→ **Source text**
Start

Some more-recent browser versions, even if not offering full support for Unicode, nevertheless could deal with a wider document repertoire than just one 8-bit encoding, like for example scenario 5.

"advertise as" refers to the specified "character encoding" (HTML terminology) with which the document is to be sent out from the HTTP server. This should be defined by the "charset=" parameter (correct MIME terminology, but now rather misleading in an HTML context) specified on the HTTP Content-type: header. The specifications also allow for this to be specified via meta http-equiv within the HTML document, but this is less satisfactory both on theoretical grounds, and on some practical considerations, as is discussed in more detail elsewhere.

"Coded character" refers to the character itself, expressed in the advertised character encoding: i.e a single octet (byte) if this is an 8-bit coding, or an appropriate sequence of octets if this is a multibyte coding. This is in distinction to a character expressed by one of HTML's &-representations: character entity of the form &entity;, or numerical character reference of the form &#number; decimal (widely supported) or &#xhhhh; hexadecimal (somewhat less widely supported), remembering that these numbers in &#-notation refer to the character's position in iso-10646/Unicode, irrespective of the character encoding (charset) used.

Theoretically, the three different kinds of character representation - the coded character, the numerical character reference, and (where available) the named character entity - are fully equivalent as far as HTML is concerned; the point of this checklist is the practical issues that favour the choice of one representation rather than another in various actual situations (the "scenarios") presented below.

I'm not attempting to cover characters of the Chinese, Japanese, Korean (CJK) kinds, as these are outside my area of expertise.

Scenario Character Repertoire Recommendation Notes
1 Latin-1 Use &entityname; notation (widely supported and more mnemonic), or &#number; "Numerical Character References".
Advertise as iso-8859-1
Particularly recommended for those working cross-platform (e.g Macs) without the relevant expertise in handling 8-bit coded text.
See also the WDG's advice
2 Latin-1 Alternative to scenario 1:
Use 8-bit coded characters, advertised as iso-8859-1
Contrary to rather widespread superstition, 8-bit coded characters are entirely legal on the WWW (see Note A).
3 Latin-1 with Windows typographical extras (matched quotes, em-dash etc.) Not Recommended, see Note B. If extended character coverage is being used anyway, then use the methods of scenario 6 (or 7).
3a Windows Latin-1 repertoire
(including euro)
Proprietary and not really recommended, but admittedly rather widely supported, even by relatively old browser versions which cannot handle scenario 6: use 8-bit characters, coded with charset=windows-1252
Alternatives: Note B.
The more forward-looking approach is to follow the methods of scenario 6 or 7.

End

→ **The task**
Carry on the HTML character encoding checklist from its last sentence, in the same style.

→ **Records shown**
Start

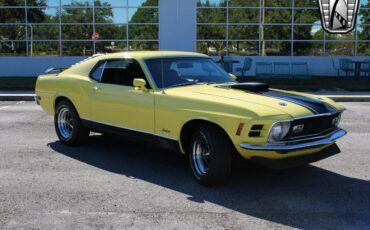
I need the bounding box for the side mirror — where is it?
[229,73,238,80]
[133,78,146,90]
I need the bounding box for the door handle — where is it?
[93,86,101,92]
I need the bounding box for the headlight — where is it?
[269,121,290,142]
[331,114,341,127]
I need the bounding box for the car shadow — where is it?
[48,135,370,229]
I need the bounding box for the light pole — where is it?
[30,25,33,56]
[261,0,266,56]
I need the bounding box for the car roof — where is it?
[92,51,208,59]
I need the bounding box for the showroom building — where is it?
[0,0,370,76]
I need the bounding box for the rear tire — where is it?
[188,125,233,186]
[54,100,90,146]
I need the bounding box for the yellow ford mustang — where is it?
[36,51,346,185]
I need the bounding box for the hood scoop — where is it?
[230,82,269,92]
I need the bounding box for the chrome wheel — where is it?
[58,107,73,139]
[192,133,210,176]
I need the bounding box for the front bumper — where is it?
[251,144,340,169]
[240,129,347,153]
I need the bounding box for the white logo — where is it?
[318,0,359,33]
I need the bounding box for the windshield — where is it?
[145,57,235,88]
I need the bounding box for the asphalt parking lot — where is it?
[0,102,370,229]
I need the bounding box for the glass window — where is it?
[0,8,26,23]
[197,0,227,7]
[0,41,27,56]
[61,8,93,23]
[128,8,159,23]
[229,0,260,7]
[262,41,291,56]
[28,24,59,40]
[0,24,26,40]
[265,0,292,7]
[27,8,59,23]
[197,25,226,40]
[293,41,324,56]
[128,25,158,40]
[90,61,107,82]
[62,24,93,40]
[294,24,324,40]
[294,0,317,7]
[262,9,292,23]
[229,41,259,56]
[197,41,227,56]
[61,0,94,7]
[325,31,355,40]
[91,59,150,88]
[95,41,127,53]
[28,41,59,56]
[145,57,234,88]
[128,0,158,7]
[326,42,355,56]
[94,0,127,7]
[95,8,127,24]
[357,25,370,40]
[229,25,259,40]
[62,41,94,56]
[129,41,159,51]
[294,8,321,25]
[357,41,370,56]
[229,8,260,23]
[0,0,24,6]
[197,8,226,23]
[95,24,127,40]
[263,25,292,40]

End

→ **Response**
A composite of Latin-1 with one other 8-bit repertoire (e.g Latin-2) could be done as in scenario 5. See also discussion in Note B.
€ is now rather widely supported, and might be used in scenario 1 or 2 if desired.
4 One 8-bit Repertoire Choose an 8-bit encoding appropriate to the desired repertoire (preferably an ISO code, e.g iso-8859-7 for Greek, or one that is widely used in its native habitat, e.g TIS-620 for Thai).
Use 8-bit characters, advertised accordingly.
This form of document is accessible to a very wide range of browser versions, even old ones, although it might require additional setup or fonts to take advantage of the browser's capability. Some issues are explored by J.Korpela.
For HTML use, avoid iso-8859-15.
5 One 8-bit non-Latin-1 Repertoire, together with Latin-1 Code the non-Latin-1 characters like scenario 4, as 8-bit coded characters, advertising the document with the appropriate encoding ("charset"). Express the Latin-1 characters like scenario 1, as &entity; references. This form of document is entirely valid and accessible to any client which conforms to RFC2070, but many characters fail on Netscape 4.* versions. See Note F.
See scenario 8 for possible workaround.
6 More than one 8-bit repertoire, but predominantly Latin text Code everything using only us-ascii characters (i.e 7-bit), expressing all other characters, even Latin-1, by means of &-notation. For Latin-1 characters, &entityname; is recommended, whereas for non-Latin-1 characters, &#bignumber; (unicode values) is preferred, even where an HTML4 entity is defined, since browser support is more widespread.
Advertise the document as utf-8
This of course needs a browser version which supports enough of HTML4/RFC2070 to understand what's needed. It therefore shuts out some old browser versions which could have coped with scenario 4 or 5. The browser might need some extra setup to enable this capability, e.g extra font(s) and settings. Refer also to scenario 8.
See Note C.
7 More than one 8-bit repertoire, not limited to predominantly Latin text Use actual utf-8 coded characters, advertised as such. Just like scenario 6, this is an entirely valid form to send out documents, and is acceptable to any RFC2070-conforming browser as well as to Netscape 4.* versions. Browser coverage for the two forms seems rather similar. The expected difficulties are not in the browsers, but in authors (mis)handling this unfamiliar data format.
8 Compromise solution for scenario 5, using techniques of scenario 6 or 7 for browsers which support it. Make the document in two different forms (or generate them as required "on the fly").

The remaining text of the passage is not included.